▶ _Verilen metin_:
Görüntülediğiniz mahkeme kararı henüz kesinleşmemiştir. Yararlı olması amacıyla eklenmiştir.

T.C.
İSTANBUL
16. ASLİYE TİCARET MAHKEMESİ

ESAS NO : 2018/1221 Esas
KARAR NO : 2023/7

DAVA : Tazminat (Ölüm Sebebiyle Açılan Tazminat)
DAVA TARİHİ : 31/12/2018
KARAR TARİHİ : 04/01/2023

Mahkememizde görülmekte olan Tazminat (Ölüm Sebebiyle Açılan Tazminat) davasının yapılan açık yargılaması sonunda,
GEREĞİ DÜŞÜNÜLDÜ:
TALEP : Davacılar vekili dava dilekçesinde özetle, davacıların murisi …in 10.04.2018 günü… adına kayıtlı ve sürücü, … yönetimindeki … plakalı araçta yolcu olarak seyrederken davalı … yönetimindeki … plakalı araçla karıştığı kazada öldüğünü, kazadan sonra polis tarafından tutanak düzenlendiğini, sürücü … 0,9 promil alkollü olmasına rağmen kusurun tamamının davalı …e yüklendiğini, tutanağa itiraz ettiklerini, bilirkişi incelemesiyle iki sürücünün de olayda kusurlu olduğunun ortaya çıkacağını, murisin 11.04.1967 doğumlu olduğunu, ölümüne değin işçi veya kuaför olarak çalıştığını, ortak giderlere katkı yaptığını, ayrıca işi gereği bahşiş aldığını, aylık ortalama 7.000,00-8.000,00 TL kazancının olduğunu, kazada ölenin kusursuz olduğunu, davacıların destekten yoksun kaldıklarını, davalıların zarardan sorumlu olduklarını, davalı sigorta şirketlerine başvurulduğunu ancak bir geri dönüş olmadığını belirtmiş ve şimdilik 50.000,00 TLnin 10.04.2018 tarihinden itibaren işleyecek avans faizi ile birlikte davalılardan tashsiline karar verilmesini istemiştir.

▶ _Alıştırmalar_:
**1)** Karar metnine göre davacılar vekili polis tutanağına neden itiraz etmiştir?
**2)** Karar metninde murisin doğum tarihi ne olarak belirtilmiştir?
**3)** Karar metninde "Görüntülediğiniz mahkeme kararı" ifadesinden "DAVA : Tazminat (Ölüm Sebebiyle Açılan Tazminat)" ifadesine kadar olan bölümü, "İSTANBUL" yerine "ANKARA" yazarak düzenleyin.

[Saklanan kayıtlar]
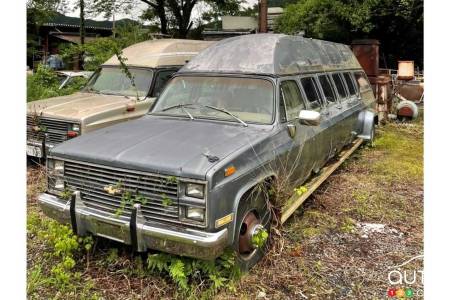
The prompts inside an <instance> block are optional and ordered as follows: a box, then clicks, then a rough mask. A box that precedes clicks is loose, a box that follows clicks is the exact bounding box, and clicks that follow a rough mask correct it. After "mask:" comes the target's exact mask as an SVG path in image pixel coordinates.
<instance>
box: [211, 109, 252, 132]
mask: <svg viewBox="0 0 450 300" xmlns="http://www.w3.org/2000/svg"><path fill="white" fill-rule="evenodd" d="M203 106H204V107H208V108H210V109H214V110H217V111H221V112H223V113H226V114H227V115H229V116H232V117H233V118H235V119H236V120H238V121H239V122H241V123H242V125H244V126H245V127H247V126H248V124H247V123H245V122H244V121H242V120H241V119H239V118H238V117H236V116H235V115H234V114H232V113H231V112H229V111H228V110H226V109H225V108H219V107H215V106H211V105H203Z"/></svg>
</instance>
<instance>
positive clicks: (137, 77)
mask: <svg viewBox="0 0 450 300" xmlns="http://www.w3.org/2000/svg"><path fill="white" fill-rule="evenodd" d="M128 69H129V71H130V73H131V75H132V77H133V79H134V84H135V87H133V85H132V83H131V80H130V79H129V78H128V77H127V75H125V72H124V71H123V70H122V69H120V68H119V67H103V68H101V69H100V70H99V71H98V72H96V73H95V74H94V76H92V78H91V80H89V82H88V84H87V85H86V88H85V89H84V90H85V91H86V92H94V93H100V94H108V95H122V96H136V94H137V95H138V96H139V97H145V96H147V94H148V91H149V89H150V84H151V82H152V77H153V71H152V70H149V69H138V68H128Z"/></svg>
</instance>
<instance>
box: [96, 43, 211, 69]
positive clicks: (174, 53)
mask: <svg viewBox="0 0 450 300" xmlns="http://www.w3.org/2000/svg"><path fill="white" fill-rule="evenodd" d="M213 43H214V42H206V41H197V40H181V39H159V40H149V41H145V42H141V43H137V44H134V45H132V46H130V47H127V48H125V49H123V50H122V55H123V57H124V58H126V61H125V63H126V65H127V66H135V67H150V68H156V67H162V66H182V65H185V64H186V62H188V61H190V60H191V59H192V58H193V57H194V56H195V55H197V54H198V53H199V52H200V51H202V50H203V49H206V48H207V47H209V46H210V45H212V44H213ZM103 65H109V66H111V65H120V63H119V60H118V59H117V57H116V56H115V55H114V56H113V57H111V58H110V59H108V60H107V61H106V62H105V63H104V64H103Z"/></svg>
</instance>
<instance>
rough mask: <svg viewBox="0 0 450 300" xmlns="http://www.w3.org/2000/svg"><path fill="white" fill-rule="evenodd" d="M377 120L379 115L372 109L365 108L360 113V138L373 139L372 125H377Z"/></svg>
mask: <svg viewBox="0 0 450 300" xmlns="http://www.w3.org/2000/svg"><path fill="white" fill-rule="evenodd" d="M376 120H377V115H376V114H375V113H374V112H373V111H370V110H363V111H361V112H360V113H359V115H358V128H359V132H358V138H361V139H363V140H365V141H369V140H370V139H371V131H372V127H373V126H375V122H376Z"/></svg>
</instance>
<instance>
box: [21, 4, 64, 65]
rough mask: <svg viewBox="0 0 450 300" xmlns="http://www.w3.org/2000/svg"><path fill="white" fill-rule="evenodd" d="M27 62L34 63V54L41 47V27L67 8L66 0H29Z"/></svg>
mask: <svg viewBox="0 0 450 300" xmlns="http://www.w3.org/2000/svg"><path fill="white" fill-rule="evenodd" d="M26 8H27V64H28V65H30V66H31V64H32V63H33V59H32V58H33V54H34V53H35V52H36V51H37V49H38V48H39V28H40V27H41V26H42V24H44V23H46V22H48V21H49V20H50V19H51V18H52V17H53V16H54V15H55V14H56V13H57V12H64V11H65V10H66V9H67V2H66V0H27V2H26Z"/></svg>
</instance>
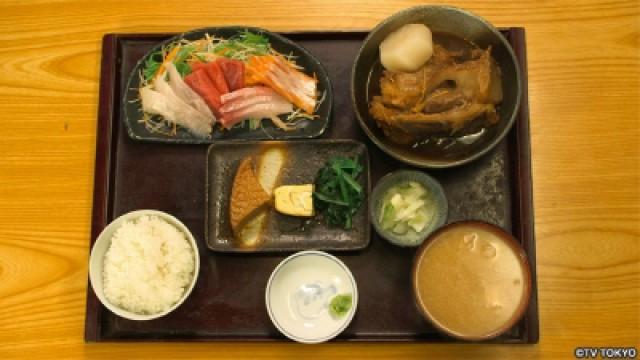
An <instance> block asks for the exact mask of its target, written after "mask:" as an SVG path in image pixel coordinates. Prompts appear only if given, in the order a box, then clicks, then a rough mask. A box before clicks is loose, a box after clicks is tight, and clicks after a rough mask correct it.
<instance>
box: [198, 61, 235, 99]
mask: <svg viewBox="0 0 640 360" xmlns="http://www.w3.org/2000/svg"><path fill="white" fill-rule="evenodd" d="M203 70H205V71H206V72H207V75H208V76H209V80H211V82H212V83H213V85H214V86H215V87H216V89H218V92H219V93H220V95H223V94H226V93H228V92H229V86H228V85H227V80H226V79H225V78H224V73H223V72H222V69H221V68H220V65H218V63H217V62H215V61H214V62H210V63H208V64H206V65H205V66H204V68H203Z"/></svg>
--
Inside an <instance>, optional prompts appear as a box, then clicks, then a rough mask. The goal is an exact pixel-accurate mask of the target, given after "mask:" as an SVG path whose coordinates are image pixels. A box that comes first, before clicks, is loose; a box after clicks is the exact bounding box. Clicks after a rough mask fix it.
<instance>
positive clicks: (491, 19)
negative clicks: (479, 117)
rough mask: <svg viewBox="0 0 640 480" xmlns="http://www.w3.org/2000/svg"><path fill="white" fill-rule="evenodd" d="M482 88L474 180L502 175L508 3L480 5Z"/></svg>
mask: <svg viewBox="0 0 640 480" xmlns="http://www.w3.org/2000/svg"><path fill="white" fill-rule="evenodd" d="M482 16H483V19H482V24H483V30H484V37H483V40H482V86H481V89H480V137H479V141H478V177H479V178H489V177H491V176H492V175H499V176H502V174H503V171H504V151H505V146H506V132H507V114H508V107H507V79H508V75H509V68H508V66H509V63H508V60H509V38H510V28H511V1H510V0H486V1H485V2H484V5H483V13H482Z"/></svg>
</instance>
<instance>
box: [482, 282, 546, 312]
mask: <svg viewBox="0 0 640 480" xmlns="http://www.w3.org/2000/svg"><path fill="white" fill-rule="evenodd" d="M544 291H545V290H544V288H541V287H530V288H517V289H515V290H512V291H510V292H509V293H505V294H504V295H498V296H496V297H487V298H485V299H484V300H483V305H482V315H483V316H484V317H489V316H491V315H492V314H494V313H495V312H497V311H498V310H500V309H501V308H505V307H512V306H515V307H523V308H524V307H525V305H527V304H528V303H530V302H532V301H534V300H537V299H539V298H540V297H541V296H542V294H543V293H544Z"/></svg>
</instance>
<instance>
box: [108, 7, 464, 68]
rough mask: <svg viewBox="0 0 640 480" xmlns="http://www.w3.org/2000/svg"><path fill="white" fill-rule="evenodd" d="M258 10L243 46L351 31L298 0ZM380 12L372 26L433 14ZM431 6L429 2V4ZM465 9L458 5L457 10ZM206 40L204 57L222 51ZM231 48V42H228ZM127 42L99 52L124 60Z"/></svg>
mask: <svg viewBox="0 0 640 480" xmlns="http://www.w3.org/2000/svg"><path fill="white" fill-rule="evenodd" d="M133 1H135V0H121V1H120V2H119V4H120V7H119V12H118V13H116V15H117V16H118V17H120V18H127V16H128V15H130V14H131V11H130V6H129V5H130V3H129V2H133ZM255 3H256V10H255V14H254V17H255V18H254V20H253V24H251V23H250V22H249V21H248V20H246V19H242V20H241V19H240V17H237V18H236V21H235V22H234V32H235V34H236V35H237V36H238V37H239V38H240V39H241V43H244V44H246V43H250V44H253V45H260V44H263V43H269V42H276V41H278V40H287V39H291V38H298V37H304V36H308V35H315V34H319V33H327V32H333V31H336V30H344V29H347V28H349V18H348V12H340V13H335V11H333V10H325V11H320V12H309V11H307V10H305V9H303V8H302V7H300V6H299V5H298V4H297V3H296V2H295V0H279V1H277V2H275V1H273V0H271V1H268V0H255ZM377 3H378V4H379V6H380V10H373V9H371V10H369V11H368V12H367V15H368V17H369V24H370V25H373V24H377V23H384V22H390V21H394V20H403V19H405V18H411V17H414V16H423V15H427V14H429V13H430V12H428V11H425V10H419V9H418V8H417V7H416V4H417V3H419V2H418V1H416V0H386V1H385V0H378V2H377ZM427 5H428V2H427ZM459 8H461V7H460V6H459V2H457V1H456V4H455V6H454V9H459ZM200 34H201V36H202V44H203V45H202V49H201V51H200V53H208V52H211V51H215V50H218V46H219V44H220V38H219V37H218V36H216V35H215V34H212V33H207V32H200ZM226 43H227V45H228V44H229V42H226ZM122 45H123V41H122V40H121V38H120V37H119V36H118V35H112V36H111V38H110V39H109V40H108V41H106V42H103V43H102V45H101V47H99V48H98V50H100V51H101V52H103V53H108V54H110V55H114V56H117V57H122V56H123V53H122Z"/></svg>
==
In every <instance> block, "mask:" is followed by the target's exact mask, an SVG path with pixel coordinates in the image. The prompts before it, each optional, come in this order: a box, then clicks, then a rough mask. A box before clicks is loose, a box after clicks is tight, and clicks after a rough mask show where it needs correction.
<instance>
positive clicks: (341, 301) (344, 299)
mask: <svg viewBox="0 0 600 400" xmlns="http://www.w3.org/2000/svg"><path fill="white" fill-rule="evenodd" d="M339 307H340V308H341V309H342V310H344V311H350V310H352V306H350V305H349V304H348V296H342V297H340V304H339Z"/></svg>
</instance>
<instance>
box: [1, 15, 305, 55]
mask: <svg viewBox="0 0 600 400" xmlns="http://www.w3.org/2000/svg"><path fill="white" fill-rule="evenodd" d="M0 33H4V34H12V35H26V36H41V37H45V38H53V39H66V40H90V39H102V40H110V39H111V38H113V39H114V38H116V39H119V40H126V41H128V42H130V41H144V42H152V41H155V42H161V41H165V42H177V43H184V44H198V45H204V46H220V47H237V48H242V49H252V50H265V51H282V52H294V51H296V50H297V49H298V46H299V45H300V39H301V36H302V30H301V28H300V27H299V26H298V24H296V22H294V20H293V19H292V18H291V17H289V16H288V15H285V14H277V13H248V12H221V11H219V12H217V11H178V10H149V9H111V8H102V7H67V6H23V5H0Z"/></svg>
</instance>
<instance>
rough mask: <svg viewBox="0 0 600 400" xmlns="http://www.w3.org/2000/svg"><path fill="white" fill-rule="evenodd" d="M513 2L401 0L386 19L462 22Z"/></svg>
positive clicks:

▶ _Cevap listesi_:
**1)** Sürücü 0,9 promil alkollü olduğu hâlde tutanakta kusurun tamamı davalıya yüklenmiştir. Davacılar vekili, bilirkişi incelemesiyle iki sürücünün de kusurlu olduğunun ortaya çıkacağını ileri sürmüştür.

**2)** 11.04.1967

**3)**
Görüntülediğiniz mahkeme kararı henüz kesinleşmemiştir. Yararlı olması amacıyla eklenmiştir.

T.C.
ANKARA
16. ASLİYE TİCARET MAHKEMESİ

ESAS NO : 2018/1221 Esas
KARAR NO : 2023/7

DAVA : Tazminat (Ölüm Sebebiyle Açılan Tazminat)